#### EXTRACT TO READ

Docker Enterprise Edition (EE) is designed for enterprise development and IT teams who build, ship and run business-critical applications in production at scale.

About Docker Community Edition (CE):

Docker Community Edition (CE) is ideal for developers and small teams looking to get started with Docker and experimenting with container-based apps. Docker CE has three types of update channels, stable, test, and nightly:

• Stable gives you the latest releases for general availability.
• Test gives pre-releases that are ready for testing before general availability.
• Nightly gives you latest builds of work in progress for the next major release.

Support

Docker CE releases of a year-month branch are supported with patches as needed for 7 months after the first year-month 

About Docker EE

Docker Enterprise Edition (Docker EE) is designed for enterprise development and IT teams who build, ship, and run business-critical applications in production and at scale. Docker EE is integrated, certified, and supported to provide enterprises with the most secure container platform in the industry. For more info about Docker EE.

There are currently two versions of Docker EE Engine available:

• 18.03 - Use this version if you’re only running Docker EE Engine.
• 17.06 - Use this version if you’re using Docker Enterprise Edition 2.0 (Docker Engine, UCP, and DTR).

In Enterprise edition we have three additional editions available:

1.Enterprise Edition Basic

2.Enterprise Edition Standard

3.Enterprise Edition Advanced

EE Basic:

With Docker EE Basic, you can deploy Docker Enterprise Engine to manage your container workloads in a flexible way. You can manage workloads on Windows, Linux, on-premise or on the cloud.

#### BRIEF
Copy out the entire text on Docker Community and Enterprise editions word for word.

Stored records
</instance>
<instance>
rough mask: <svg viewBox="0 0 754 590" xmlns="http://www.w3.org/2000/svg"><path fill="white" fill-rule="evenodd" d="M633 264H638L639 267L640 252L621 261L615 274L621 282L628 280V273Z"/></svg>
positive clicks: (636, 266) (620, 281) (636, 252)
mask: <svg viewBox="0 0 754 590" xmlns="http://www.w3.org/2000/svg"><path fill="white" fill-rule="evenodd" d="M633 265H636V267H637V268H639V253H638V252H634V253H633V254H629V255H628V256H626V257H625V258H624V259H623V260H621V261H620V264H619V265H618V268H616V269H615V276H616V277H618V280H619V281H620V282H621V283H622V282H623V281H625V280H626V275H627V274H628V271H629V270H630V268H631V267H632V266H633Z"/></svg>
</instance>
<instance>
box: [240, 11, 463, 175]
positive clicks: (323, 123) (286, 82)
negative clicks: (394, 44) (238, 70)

#### FINISHED TASK
Docker Enterprise Edition (EE) is designed for enterprise development and IT teams who build, ship and run business-critical applications in production at scale.

About Docker Community Edition (CE):

Docker Community Edition (CE) is ideal for developers and small teams looking to get started with Docker and experimenting with container-based apps. Docker CE has three types of update channels, stable, test, and nightly:

• Stable gives you the latest releases for general availability.
• Test gives pre-releases that are ready for testing before general availability.
• Nightly gives you latest builds of work in progress for the next major release.

Support

Docker CE releases of a year-month branch are supported with patches as needed for 7 months after the first year-month 

About Docker EE

Docker Enterprise Edition (Docker EE) is designed for enterprise development and IT teams who build, ship, and run business-critical applications in production and at scale. Docker EE is integrated, certified, and supported to provide enterprises with the most secure container platform in the industry. For more info about Docker EE.

There are currently two versions of Docker EE Engine available:

• 18.03 - Use this version if you’re only running Docker EE Engine.
• 17.06 - Use this version if you’re using Docker Enterprise Edition 2.0 (Docker Engine, UCP, and DTR).

In Enterprise edition we have three additional editions available:

1.Enterprise Edition Basic

2.Enterprise Edition Standard

3.Enterprise Edition Advanced

EE Basic:

With Docker EE Basic, you can deploy Docker Enterprise Engine to manage your container workloads in a flexible way. You can manage workloads on Windows, Linux, on-premise or on the cloud.